(Items from a dataset)

■ ■ ■ ■

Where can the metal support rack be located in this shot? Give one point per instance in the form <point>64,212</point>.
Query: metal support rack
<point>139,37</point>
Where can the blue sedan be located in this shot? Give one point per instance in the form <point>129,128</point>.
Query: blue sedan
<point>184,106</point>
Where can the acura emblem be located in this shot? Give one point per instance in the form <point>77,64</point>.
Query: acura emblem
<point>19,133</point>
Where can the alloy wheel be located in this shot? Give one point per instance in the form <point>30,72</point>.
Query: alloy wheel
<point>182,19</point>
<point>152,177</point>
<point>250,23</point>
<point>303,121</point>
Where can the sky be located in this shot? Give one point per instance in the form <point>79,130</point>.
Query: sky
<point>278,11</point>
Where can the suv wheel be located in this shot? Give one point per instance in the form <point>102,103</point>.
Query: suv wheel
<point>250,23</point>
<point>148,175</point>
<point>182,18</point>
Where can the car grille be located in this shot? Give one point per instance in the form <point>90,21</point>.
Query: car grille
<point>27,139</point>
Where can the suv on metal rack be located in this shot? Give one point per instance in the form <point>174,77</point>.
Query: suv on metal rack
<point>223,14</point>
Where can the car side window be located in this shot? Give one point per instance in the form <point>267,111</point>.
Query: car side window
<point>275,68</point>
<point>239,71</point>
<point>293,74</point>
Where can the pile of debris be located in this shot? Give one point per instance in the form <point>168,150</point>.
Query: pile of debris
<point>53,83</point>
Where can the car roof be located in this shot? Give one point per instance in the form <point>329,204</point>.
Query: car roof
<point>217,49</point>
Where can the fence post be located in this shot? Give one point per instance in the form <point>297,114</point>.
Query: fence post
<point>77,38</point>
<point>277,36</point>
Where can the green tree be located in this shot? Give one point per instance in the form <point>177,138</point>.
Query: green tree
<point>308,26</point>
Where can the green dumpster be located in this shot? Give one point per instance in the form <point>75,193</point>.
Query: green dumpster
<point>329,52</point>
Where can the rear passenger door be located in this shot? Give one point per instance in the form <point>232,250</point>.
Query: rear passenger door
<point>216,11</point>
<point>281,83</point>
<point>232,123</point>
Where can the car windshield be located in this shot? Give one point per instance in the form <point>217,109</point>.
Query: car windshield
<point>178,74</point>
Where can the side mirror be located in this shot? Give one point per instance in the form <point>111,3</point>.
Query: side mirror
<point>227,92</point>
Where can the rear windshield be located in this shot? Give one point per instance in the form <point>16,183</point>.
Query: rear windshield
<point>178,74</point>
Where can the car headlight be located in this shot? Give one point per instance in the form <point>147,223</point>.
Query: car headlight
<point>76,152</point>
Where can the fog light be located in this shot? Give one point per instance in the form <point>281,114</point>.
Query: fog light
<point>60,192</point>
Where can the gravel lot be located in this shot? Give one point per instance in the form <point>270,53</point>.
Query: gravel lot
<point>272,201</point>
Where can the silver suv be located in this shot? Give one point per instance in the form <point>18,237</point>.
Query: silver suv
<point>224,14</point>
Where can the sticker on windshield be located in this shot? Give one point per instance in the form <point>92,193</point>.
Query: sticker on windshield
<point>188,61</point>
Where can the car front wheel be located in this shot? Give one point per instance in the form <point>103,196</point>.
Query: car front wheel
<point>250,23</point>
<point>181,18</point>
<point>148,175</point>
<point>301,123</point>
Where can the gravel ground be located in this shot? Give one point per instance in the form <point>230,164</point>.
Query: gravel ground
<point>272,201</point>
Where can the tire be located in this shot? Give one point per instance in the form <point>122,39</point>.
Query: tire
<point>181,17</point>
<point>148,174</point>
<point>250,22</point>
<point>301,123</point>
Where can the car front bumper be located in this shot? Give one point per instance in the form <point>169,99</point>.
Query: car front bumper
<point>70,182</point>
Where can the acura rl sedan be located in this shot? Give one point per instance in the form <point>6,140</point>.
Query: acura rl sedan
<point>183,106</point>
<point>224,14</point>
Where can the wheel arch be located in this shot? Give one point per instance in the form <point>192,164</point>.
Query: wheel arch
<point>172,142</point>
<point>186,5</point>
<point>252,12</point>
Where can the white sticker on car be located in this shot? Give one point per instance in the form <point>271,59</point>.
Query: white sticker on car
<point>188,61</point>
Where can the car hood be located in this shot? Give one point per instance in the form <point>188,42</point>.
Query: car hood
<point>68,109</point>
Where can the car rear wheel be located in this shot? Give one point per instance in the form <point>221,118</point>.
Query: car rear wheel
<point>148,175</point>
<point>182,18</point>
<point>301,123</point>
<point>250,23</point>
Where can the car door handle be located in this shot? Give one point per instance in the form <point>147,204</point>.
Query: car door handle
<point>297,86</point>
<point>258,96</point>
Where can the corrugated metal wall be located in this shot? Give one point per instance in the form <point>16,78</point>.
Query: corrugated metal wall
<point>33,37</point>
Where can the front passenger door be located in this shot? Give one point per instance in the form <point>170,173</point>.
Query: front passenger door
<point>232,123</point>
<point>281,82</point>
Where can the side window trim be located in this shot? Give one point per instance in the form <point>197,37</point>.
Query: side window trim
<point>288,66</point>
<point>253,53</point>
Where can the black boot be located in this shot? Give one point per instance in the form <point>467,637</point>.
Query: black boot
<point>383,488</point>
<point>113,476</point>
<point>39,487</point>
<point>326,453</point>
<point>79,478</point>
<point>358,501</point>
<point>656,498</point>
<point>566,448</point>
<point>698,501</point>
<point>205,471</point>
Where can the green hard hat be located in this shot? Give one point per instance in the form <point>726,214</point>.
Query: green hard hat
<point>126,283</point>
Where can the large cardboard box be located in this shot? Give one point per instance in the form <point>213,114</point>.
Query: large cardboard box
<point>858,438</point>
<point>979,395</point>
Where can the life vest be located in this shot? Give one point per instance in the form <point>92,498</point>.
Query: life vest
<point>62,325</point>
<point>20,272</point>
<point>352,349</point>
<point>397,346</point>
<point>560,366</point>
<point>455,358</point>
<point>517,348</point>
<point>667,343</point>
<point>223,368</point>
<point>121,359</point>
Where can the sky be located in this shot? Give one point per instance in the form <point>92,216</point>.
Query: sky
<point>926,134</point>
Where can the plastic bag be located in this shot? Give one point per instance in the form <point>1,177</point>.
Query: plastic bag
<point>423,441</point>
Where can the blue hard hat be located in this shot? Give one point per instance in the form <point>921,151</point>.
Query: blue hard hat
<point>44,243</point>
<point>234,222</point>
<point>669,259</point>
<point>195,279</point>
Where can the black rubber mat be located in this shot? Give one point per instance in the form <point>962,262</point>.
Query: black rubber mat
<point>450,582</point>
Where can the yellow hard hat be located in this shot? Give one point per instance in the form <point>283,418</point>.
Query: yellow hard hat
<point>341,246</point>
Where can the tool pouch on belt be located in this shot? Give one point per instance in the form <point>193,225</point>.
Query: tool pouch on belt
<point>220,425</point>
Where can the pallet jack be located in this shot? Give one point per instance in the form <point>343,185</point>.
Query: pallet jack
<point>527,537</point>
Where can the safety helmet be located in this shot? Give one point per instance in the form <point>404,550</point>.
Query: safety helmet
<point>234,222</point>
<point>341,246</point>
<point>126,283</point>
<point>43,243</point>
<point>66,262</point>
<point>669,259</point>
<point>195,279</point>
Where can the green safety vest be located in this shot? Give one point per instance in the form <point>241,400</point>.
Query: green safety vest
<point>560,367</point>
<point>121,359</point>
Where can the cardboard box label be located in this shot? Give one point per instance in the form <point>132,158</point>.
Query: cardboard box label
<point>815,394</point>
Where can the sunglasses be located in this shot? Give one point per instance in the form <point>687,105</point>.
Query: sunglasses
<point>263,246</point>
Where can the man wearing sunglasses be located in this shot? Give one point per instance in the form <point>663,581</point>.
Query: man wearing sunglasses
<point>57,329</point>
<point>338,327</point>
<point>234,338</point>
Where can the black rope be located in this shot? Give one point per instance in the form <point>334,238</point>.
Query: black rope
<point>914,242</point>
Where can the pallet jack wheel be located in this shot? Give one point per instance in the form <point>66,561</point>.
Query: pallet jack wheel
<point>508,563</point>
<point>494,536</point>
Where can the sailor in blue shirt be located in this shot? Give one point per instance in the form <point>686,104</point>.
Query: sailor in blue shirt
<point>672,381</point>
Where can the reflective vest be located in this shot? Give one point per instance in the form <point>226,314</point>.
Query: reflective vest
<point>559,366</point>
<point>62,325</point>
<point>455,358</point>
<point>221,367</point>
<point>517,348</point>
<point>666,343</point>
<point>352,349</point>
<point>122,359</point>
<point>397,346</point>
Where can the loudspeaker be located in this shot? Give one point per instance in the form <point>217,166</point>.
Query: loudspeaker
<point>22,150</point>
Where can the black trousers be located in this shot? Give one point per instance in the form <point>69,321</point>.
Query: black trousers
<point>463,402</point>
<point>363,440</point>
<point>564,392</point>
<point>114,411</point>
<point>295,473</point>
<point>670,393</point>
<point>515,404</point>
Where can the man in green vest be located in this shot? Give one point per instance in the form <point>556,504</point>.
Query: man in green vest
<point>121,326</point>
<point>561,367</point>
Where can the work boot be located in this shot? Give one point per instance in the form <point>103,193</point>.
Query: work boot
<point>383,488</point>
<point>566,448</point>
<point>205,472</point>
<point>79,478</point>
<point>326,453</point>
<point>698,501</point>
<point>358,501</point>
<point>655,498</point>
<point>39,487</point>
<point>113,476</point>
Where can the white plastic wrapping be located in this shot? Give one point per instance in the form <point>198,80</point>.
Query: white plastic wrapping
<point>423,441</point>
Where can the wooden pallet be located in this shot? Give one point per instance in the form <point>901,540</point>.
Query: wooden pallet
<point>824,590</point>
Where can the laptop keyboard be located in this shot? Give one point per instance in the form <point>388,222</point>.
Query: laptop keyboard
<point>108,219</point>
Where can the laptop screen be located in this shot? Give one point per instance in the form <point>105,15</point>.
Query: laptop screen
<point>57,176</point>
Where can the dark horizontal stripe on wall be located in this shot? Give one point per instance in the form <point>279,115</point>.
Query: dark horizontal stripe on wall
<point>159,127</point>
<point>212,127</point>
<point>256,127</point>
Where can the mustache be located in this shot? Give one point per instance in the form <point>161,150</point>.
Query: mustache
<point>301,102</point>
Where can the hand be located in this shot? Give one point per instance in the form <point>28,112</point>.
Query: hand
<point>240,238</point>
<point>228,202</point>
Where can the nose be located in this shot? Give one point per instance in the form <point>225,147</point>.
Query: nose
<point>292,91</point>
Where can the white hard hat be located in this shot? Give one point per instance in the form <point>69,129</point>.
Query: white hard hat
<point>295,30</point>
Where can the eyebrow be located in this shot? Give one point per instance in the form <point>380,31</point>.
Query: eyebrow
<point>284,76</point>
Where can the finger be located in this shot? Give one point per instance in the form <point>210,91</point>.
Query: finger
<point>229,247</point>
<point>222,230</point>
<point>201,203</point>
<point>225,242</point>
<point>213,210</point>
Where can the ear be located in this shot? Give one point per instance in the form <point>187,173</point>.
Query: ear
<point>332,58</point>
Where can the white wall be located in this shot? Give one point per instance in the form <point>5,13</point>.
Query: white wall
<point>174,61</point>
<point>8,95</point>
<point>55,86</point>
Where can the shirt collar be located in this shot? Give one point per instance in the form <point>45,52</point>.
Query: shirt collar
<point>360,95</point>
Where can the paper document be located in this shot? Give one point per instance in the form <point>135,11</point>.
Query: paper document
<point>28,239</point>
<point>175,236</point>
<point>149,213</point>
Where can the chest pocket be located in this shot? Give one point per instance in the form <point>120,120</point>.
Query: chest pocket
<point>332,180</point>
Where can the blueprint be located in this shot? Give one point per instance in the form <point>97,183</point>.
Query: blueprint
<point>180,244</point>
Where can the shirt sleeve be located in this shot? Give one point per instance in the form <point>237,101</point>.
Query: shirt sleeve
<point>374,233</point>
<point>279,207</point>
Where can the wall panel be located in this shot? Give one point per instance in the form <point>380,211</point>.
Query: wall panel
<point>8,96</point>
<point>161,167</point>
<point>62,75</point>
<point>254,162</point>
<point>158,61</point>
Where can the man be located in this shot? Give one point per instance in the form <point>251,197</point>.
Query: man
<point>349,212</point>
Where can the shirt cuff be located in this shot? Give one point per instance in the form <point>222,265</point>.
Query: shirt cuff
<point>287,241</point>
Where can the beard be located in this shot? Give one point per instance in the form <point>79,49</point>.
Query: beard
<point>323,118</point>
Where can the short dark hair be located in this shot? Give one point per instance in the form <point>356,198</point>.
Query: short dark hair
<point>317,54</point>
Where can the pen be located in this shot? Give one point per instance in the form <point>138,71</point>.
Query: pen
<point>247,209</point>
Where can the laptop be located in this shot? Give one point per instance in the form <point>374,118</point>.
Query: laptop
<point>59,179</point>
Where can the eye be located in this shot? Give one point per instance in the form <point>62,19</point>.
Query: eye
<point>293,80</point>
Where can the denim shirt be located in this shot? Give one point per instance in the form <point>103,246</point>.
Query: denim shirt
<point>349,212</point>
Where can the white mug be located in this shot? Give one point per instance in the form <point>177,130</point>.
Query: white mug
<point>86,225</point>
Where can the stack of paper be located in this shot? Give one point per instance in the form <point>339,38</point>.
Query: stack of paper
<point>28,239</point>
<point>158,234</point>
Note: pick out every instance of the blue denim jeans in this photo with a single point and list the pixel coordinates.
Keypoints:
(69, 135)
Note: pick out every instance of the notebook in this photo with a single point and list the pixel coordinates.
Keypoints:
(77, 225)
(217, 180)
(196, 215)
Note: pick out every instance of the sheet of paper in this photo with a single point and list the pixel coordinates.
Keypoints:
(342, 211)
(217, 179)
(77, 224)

■ ■ ■ ■

Your goal
Produce exactly the lines from the one containing "Query: short dark hair" through the final line of the records above, both included, and no others.

Exercise output
Query: short dark hair
<point>317,54</point>
Where can the pen be located in this shot? Give one point per instance in the form <point>138,71</point>.
Query: pen
<point>247,209</point>
Where can the laptop be located in this shot? Give one point per instance in the form <point>374,118</point>.
Query: laptop
<point>59,179</point>
Where can the eye be located in this shot? Give one point per instance in the form <point>62,19</point>.
Query: eye
<point>293,80</point>
Where can the denim shirt be located in this shot? Give one point per instance in the form <point>103,246</point>.
Query: denim shirt
<point>349,212</point>
Where can the white mug be located in this shot? Give one point per instance in the form <point>177,130</point>.
Query: white mug
<point>86,225</point>
Where can the stack of paper be located in this shot? Give one point per instance in the form <point>339,38</point>.
Query: stack of paper
<point>28,239</point>
<point>158,234</point>
Note: pick out every instance of the blue denim jeans in this photo with a single point and list the pixel coordinates.
Keypoints:
(69, 135)
Note: pick out every instance of the notebook in this photo with a single point and list the pixel coordinates.
Keypoints:
(77, 225)
(217, 180)
(196, 215)
Note: pick out every instance of the sheet of paper in this photo with a single point and list the pixel coordinates.
Keypoints:
(342, 211)
(217, 179)
(77, 224)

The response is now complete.